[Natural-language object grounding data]
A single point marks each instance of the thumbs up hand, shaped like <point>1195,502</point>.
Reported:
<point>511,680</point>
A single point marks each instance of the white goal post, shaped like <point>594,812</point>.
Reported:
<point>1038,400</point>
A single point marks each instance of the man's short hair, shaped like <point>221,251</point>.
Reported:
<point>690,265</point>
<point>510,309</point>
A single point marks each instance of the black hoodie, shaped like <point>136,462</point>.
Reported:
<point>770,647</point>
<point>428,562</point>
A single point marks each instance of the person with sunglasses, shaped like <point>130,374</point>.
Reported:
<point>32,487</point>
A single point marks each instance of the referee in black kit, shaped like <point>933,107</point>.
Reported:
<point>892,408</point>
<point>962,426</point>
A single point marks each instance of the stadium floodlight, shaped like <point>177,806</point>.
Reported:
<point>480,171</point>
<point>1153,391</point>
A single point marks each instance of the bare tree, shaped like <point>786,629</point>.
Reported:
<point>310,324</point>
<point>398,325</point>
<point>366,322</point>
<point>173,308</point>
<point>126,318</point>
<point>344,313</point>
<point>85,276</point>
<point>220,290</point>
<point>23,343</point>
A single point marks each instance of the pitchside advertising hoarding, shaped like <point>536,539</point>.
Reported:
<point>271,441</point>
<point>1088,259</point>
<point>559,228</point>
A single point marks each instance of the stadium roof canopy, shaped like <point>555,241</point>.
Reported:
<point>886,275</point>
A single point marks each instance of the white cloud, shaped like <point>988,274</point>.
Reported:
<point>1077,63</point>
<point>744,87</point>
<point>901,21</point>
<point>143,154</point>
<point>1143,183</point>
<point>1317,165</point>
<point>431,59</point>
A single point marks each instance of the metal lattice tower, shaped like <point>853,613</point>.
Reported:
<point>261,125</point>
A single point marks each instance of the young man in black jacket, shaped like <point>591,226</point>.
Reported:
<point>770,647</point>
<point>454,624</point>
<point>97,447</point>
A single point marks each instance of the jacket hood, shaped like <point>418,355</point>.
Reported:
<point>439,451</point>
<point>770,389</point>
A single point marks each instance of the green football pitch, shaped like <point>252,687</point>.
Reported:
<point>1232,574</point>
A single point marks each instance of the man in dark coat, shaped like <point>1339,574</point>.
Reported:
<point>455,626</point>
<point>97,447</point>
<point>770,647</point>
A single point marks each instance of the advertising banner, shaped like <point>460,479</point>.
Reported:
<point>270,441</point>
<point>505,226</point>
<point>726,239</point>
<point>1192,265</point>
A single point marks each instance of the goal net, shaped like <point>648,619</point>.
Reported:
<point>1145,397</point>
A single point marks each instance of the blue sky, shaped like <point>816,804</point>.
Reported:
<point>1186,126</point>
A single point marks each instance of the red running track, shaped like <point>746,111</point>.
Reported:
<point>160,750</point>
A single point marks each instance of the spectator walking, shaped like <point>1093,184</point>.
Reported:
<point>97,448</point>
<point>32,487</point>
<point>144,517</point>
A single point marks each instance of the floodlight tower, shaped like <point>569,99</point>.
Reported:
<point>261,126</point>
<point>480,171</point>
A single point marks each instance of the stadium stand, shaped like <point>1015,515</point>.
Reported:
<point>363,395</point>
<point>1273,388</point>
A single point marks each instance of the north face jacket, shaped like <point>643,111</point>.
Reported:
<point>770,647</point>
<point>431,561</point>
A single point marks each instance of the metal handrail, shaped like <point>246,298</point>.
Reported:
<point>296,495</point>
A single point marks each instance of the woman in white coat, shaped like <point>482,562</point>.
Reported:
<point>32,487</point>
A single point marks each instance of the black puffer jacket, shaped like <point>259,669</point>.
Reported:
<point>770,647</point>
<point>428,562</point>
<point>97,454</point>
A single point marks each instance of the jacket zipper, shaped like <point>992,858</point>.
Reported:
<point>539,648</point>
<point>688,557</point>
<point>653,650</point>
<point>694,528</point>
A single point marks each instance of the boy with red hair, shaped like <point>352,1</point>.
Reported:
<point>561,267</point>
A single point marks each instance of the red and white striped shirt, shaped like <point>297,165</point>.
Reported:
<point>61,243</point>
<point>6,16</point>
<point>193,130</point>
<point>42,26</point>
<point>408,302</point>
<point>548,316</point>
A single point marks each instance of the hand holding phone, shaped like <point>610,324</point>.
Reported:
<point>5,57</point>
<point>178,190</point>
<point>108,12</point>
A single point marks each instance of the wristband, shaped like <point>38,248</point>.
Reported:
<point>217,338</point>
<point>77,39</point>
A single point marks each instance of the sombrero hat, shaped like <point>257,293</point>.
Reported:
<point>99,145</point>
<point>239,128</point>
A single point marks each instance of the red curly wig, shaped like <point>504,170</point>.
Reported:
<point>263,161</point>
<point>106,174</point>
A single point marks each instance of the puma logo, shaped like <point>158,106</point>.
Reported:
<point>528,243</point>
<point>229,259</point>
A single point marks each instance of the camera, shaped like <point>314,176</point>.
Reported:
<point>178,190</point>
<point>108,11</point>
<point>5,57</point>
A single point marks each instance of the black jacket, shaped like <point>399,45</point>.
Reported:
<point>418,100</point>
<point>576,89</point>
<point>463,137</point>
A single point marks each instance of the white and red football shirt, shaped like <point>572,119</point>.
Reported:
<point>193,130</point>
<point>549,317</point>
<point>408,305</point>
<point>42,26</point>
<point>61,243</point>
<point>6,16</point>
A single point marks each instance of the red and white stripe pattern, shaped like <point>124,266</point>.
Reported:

== ASSIGNED TASK ==
Would you report every line of the entries above containing the word "floodlight"?

== SOLUTION FOR THIS EXERCISE ==
A single point marks each instance of the stadium floodlight, shaped like <point>177,806</point>.
A single point marks each instance of the floodlight tower, shaped like <point>569,99</point>.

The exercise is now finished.